## Task objective
Format the part of the items that opens with the line containing "Annotate the lanyard" and runs through the final line as a Markdown table with the columns Row and Line. Skip any blank lines.

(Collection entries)

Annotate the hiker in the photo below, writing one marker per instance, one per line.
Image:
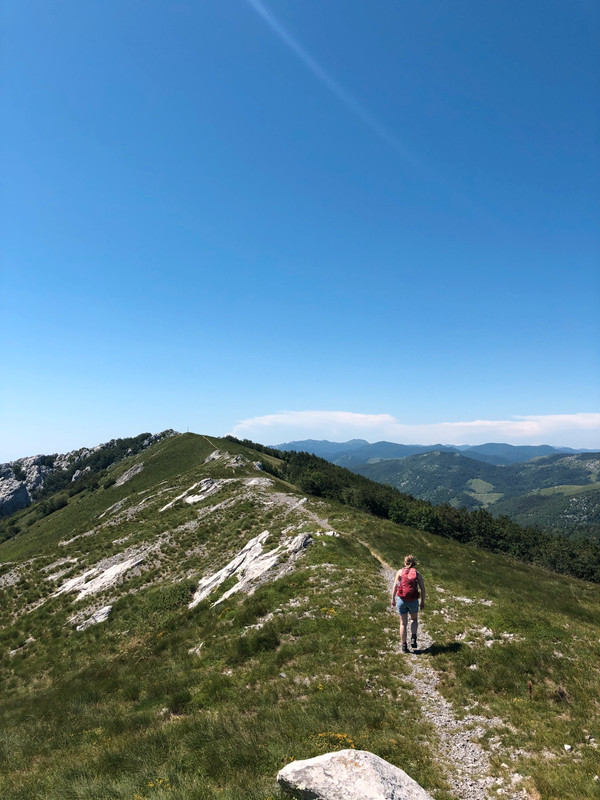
(405, 595)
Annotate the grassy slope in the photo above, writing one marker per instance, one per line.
(124, 710)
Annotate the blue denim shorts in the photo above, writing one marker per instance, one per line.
(407, 606)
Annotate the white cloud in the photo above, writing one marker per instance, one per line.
(567, 430)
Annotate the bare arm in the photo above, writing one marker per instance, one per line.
(422, 588)
(396, 579)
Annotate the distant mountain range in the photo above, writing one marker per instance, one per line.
(359, 451)
(556, 489)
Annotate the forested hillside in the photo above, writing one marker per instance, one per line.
(210, 611)
(560, 493)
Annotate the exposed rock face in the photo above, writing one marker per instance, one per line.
(13, 494)
(99, 616)
(21, 480)
(129, 474)
(348, 775)
(251, 564)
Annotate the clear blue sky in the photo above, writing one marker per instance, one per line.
(300, 218)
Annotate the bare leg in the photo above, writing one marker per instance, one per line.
(403, 621)
(414, 624)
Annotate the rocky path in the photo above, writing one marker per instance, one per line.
(467, 763)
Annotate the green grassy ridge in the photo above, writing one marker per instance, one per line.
(579, 557)
(130, 712)
(100, 693)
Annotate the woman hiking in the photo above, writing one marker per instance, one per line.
(405, 596)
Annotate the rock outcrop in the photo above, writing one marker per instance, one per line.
(22, 480)
(250, 564)
(348, 775)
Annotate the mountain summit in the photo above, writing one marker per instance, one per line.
(194, 619)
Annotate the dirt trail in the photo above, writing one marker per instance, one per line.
(467, 764)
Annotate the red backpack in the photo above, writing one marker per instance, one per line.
(408, 585)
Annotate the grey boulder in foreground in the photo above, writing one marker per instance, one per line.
(348, 775)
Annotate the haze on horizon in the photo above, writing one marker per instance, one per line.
(290, 220)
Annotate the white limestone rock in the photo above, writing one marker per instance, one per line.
(251, 564)
(348, 775)
(99, 616)
(129, 474)
(13, 496)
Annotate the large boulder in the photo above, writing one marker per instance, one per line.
(348, 775)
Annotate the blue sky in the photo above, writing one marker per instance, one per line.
(300, 218)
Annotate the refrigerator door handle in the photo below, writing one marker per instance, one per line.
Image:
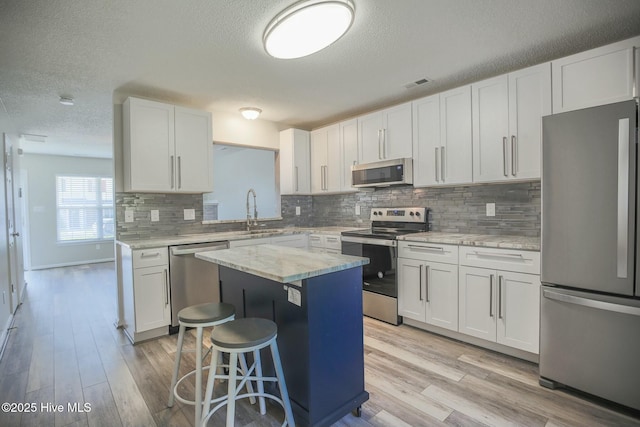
(623, 197)
(586, 302)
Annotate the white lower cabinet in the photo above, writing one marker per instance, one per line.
(428, 290)
(498, 305)
(485, 293)
(145, 292)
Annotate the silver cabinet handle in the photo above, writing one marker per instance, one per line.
(171, 164)
(436, 162)
(491, 277)
(514, 155)
(384, 143)
(504, 156)
(420, 282)
(500, 297)
(591, 303)
(442, 163)
(623, 196)
(149, 254)
(434, 248)
(166, 287)
(426, 281)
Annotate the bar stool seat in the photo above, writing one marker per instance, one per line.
(198, 316)
(238, 337)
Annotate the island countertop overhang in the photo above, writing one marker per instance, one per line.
(281, 264)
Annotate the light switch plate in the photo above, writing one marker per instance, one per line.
(189, 214)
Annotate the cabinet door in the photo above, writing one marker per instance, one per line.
(333, 169)
(151, 295)
(370, 138)
(194, 147)
(349, 149)
(426, 141)
(397, 134)
(149, 156)
(455, 136)
(319, 140)
(477, 302)
(529, 101)
(490, 106)
(441, 294)
(294, 162)
(595, 77)
(411, 298)
(518, 310)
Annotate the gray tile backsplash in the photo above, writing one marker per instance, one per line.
(452, 209)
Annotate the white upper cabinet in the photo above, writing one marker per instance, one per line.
(194, 160)
(455, 154)
(294, 162)
(385, 134)
(349, 146)
(507, 113)
(595, 77)
(166, 148)
(426, 141)
(326, 160)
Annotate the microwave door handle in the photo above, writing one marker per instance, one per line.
(623, 197)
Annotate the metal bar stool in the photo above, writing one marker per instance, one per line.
(238, 337)
(199, 316)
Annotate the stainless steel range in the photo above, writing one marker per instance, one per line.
(379, 244)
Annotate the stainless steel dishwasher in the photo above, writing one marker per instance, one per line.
(193, 281)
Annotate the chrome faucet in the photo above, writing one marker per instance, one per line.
(255, 210)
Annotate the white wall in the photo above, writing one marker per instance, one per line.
(45, 251)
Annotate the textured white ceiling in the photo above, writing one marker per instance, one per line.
(208, 54)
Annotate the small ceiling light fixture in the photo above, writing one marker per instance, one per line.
(250, 113)
(307, 27)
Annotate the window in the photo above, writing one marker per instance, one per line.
(84, 206)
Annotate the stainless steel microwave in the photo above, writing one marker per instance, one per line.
(383, 173)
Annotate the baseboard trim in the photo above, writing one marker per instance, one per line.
(71, 264)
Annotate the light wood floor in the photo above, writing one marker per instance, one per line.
(64, 349)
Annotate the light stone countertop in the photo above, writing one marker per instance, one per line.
(227, 235)
(482, 240)
(280, 263)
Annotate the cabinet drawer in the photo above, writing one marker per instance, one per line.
(150, 257)
(333, 242)
(428, 252)
(501, 259)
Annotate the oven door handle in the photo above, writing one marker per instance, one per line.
(370, 241)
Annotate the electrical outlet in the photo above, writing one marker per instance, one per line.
(189, 214)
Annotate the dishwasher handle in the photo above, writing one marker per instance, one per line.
(186, 250)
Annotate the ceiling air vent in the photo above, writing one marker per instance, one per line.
(416, 83)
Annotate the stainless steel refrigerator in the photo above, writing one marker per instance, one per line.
(590, 302)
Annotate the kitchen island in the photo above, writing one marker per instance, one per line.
(316, 301)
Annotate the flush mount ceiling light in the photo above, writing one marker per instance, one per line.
(250, 113)
(66, 100)
(307, 27)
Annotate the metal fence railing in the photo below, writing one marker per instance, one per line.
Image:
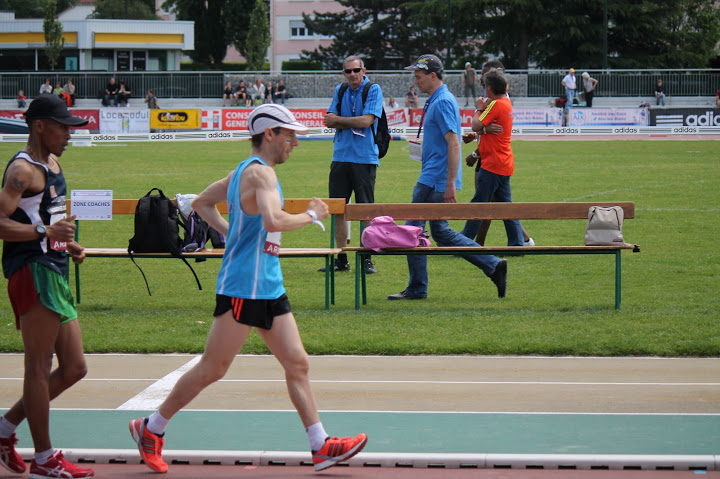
(313, 84)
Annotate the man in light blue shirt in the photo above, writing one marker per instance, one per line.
(441, 177)
(355, 154)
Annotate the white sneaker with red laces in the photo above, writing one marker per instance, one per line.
(58, 467)
(9, 458)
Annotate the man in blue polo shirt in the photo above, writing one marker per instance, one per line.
(441, 177)
(355, 154)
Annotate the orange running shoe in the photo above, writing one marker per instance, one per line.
(338, 449)
(57, 466)
(149, 444)
(9, 458)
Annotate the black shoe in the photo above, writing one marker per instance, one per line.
(405, 294)
(338, 266)
(499, 277)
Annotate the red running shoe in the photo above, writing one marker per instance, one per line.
(149, 444)
(337, 450)
(57, 466)
(9, 458)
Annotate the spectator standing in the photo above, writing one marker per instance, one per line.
(111, 91)
(242, 95)
(250, 291)
(69, 88)
(124, 94)
(441, 177)
(37, 239)
(269, 93)
(570, 86)
(46, 87)
(280, 91)
(228, 94)
(469, 79)
(659, 93)
(21, 99)
(411, 98)
(355, 154)
(589, 84)
(498, 164)
(474, 158)
(151, 100)
(258, 92)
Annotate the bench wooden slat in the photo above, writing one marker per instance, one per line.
(292, 205)
(215, 253)
(489, 211)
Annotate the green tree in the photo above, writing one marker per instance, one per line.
(258, 37)
(32, 8)
(125, 9)
(381, 32)
(54, 40)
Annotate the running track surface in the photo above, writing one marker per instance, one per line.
(425, 416)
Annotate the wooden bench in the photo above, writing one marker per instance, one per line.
(336, 206)
(364, 212)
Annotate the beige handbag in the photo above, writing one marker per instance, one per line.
(604, 226)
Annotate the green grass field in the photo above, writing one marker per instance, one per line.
(556, 305)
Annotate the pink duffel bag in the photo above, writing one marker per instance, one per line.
(384, 233)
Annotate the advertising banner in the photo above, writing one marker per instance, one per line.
(175, 119)
(124, 120)
(210, 119)
(607, 117)
(537, 117)
(312, 118)
(396, 117)
(685, 117)
(235, 119)
(93, 117)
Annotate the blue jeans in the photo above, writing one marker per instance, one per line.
(496, 188)
(443, 236)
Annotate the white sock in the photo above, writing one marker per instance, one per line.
(6, 427)
(157, 424)
(317, 436)
(43, 457)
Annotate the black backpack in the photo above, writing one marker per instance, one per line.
(156, 230)
(382, 137)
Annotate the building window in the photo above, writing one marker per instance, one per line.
(299, 30)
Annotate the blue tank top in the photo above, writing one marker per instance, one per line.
(44, 208)
(251, 266)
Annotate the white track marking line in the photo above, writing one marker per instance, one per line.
(151, 397)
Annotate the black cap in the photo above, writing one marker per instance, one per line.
(52, 107)
(427, 62)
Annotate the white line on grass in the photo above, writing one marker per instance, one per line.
(152, 396)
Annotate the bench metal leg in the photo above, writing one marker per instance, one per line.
(617, 279)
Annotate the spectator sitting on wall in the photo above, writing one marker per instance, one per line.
(69, 88)
(46, 87)
(124, 94)
(269, 93)
(151, 100)
(22, 99)
(110, 98)
(280, 92)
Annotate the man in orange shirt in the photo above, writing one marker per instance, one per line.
(498, 164)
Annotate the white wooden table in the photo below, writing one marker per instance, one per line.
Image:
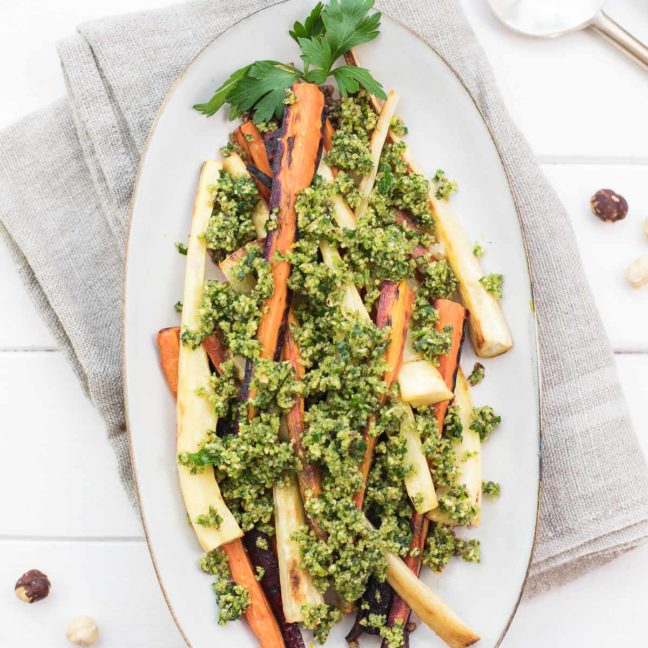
(581, 105)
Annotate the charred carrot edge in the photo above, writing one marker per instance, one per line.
(309, 476)
(266, 559)
(394, 310)
(168, 340)
(215, 350)
(258, 614)
(450, 314)
(399, 612)
(298, 148)
(251, 142)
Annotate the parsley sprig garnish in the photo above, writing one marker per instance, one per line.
(326, 35)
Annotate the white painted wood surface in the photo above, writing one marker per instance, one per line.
(582, 107)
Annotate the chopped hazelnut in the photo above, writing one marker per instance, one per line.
(609, 206)
(32, 586)
(82, 631)
(637, 272)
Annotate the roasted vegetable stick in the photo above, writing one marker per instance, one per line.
(258, 614)
(421, 384)
(168, 340)
(399, 611)
(394, 310)
(228, 266)
(309, 476)
(419, 481)
(299, 143)
(430, 608)
(169, 348)
(468, 454)
(378, 138)
(454, 315)
(195, 415)
(297, 588)
(259, 549)
(489, 331)
(251, 143)
(236, 167)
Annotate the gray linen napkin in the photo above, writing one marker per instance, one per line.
(66, 177)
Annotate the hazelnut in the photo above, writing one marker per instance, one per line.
(609, 206)
(637, 272)
(82, 631)
(32, 586)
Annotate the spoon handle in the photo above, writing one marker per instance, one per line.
(613, 32)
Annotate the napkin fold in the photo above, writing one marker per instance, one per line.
(66, 179)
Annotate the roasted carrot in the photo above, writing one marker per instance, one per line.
(298, 143)
(169, 348)
(394, 310)
(450, 314)
(454, 315)
(399, 611)
(265, 558)
(215, 350)
(259, 614)
(251, 142)
(308, 477)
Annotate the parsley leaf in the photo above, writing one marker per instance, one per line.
(263, 87)
(327, 33)
(313, 25)
(350, 78)
(222, 92)
(347, 24)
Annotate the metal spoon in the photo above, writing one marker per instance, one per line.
(549, 18)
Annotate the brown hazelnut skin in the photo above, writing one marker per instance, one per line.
(32, 586)
(609, 206)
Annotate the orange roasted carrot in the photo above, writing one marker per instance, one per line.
(168, 340)
(298, 146)
(215, 350)
(251, 142)
(454, 315)
(399, 611)
(308, 477)
(259, 614)
(450, 314)
(394, 310)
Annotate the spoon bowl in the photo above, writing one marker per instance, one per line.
(550, 18)
(546, 18)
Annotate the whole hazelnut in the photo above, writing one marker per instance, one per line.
(637, 272)
(82, 631)
(609, 206)
(32, 586)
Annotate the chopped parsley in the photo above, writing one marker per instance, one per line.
(493, 283)
(477, 374)
(491, 489)
(444, 186)
(484, 421)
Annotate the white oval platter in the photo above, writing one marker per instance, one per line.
(446, 131)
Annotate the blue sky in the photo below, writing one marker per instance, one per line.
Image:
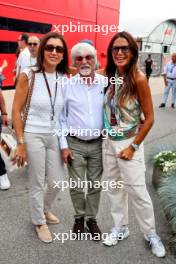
(139, 17)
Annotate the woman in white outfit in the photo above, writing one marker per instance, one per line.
(123, 155)
(37, 142)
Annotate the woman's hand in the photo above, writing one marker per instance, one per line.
(126, 153)
(66, 155)
(5, 120)
(20, 156)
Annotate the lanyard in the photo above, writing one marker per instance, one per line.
(52, 103)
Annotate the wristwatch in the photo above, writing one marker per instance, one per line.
(20, 140)
(135, 146)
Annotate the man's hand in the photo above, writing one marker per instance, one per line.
(65, 154)
(126, 153)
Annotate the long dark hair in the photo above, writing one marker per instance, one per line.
(129, 84)
(62, 67)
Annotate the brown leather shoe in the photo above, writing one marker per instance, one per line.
(92, 227)
(78, 226)
(43, 233)
(51, 218)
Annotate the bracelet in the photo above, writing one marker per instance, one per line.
(20, 140)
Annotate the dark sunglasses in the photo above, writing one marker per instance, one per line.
(51, 48)
(32, 44)
(124, 49)
(87, 57)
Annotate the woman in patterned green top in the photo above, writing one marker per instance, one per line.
(128, 117)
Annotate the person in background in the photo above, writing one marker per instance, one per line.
(4, 181)
(24, 55)
(148, 66)
(37, 142)
(33, 45)
(170, 82)
(123, 152)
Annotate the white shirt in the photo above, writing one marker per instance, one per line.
(83, 108)
(40, 111)
(170, 70)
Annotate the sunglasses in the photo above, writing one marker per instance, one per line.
(87, 57)
(51, 48)
(33, 44)
(124, 49)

## Result of the exercise
| Row | Line |
|---|---|
| 1 | Annotate the lanyard in the photo above, writing one marker per instance, one per line. |
| 2 | (52, 103) |
| 3 | Annotate the wristwatch in the photo above, writing one marker per instance, one per line. |
| 4 | (20, 140) |
| 5 | (135, 146) |
| 6 | Annotate the man's hand in the photo above, writing one marker per instance, one per line. |
| 7 | (65, 154) |
| 8 | (126, 153) |
| 9 | Annotate the long dark hair in the photo above, writing one marker per instance, one per line. |
| 10 | (129, 84) |
| 11 | (62, 67) |
| 12 | Annotate the brown leather shoe in the photo above, writing one marker per instance, one per line. |
| 13 | (92, 227) |
| 14 | (78, 226) |
| 15 | (43, 233) |
| 16 | (51, 218) |
| 17 | Annotate the bracelet in the photo above, writing one marker per instance, one per line. |
| 18 | (20, 140) |
| 19 | Annotate the dark sunglasses in the photo above, writing one marker per instance, one per line. |
| 20 | (51, 48) |
| 21 | (32, 44) |
| 22 | (124, 49) |
| 23 | (87, 57) |
| 24 | Annotate the woman in patterned green top in the photo above, writing one marker per instance, one per line. |
| 25 | (128, 117) |
| 26 | Annotate the person in background in the photo above, writing one marker per instance, one per line. |
| 27 | (4, 181) |
| 28 | (24, 55) |
| 29 | (148, 66) |
| 30 | (37, 142) |
| 31 | (33, 45) |
| 32 | (170, 82) |
| 33 | (123, 152) |
| 34 | Annotate the white shirt in the photo above, writing one marker per instance, one per line. |
| 35 | (83, 108) |
| 36 | (40, 111) |
| 37 | (170, 70) |
| 38 | Annotate the sunglasses in the photo above, writing one marker per instance, one per line. |
| 39 | (87, 57) |
| 40 | (51, 48) |
| 41 | (33, 44) |
| 42 | (124, 49) |